Given exercise -
Copy out every line of the material below that contains the word "white". Case counts.

Provided information -
## START

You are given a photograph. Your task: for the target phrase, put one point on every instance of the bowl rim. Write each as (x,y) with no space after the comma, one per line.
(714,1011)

## END
## START

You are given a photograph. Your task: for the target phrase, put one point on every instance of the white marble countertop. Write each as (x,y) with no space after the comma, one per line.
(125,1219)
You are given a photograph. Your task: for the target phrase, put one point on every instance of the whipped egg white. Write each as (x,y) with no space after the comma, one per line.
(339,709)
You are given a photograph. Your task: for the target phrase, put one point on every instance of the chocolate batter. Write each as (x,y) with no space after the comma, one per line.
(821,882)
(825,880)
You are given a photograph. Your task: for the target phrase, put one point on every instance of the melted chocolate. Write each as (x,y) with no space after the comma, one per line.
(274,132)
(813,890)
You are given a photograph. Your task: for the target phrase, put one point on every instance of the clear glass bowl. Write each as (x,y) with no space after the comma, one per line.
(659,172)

## END
## START

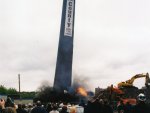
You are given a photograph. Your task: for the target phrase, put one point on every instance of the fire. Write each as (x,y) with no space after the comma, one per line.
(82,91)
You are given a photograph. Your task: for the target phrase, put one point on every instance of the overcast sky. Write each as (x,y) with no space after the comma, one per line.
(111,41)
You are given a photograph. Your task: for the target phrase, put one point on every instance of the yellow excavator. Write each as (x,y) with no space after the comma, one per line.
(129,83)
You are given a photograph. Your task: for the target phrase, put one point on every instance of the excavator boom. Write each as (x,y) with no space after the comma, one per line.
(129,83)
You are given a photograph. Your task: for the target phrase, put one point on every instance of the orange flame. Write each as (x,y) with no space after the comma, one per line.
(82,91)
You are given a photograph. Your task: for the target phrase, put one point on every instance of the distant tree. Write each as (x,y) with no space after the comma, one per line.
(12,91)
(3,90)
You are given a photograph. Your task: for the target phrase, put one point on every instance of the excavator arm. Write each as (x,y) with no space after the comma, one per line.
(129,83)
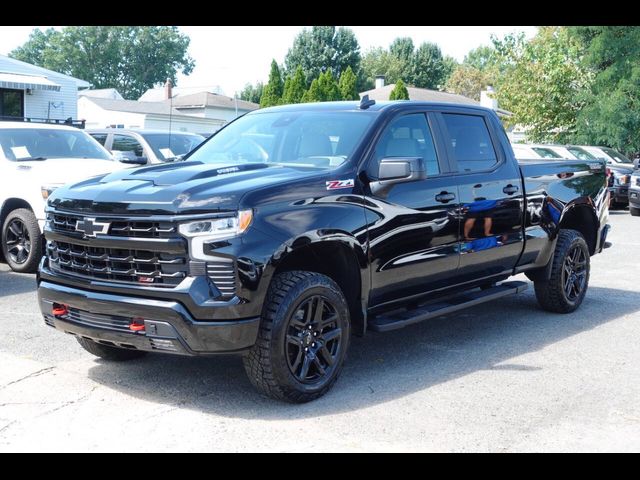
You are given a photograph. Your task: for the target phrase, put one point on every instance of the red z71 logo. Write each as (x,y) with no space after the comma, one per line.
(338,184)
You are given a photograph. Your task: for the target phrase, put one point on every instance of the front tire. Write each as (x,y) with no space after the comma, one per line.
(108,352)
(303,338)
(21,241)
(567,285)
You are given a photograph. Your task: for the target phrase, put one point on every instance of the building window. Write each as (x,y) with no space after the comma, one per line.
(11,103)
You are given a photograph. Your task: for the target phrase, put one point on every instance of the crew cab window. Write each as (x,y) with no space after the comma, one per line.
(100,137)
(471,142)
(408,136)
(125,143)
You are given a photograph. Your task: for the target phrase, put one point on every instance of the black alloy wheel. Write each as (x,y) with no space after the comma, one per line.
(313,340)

## END

Task response -
You are given a photograph. Your task: for the target phrase, put one point on every instance of the white marble countertop. Write each as (x,y) with no space after the comma, one per line.
You are given a photograph. Your task: for the target phrase, put one point on every instance of the whipped egg white. Write each as (x,y) with no space after the comma, one per line.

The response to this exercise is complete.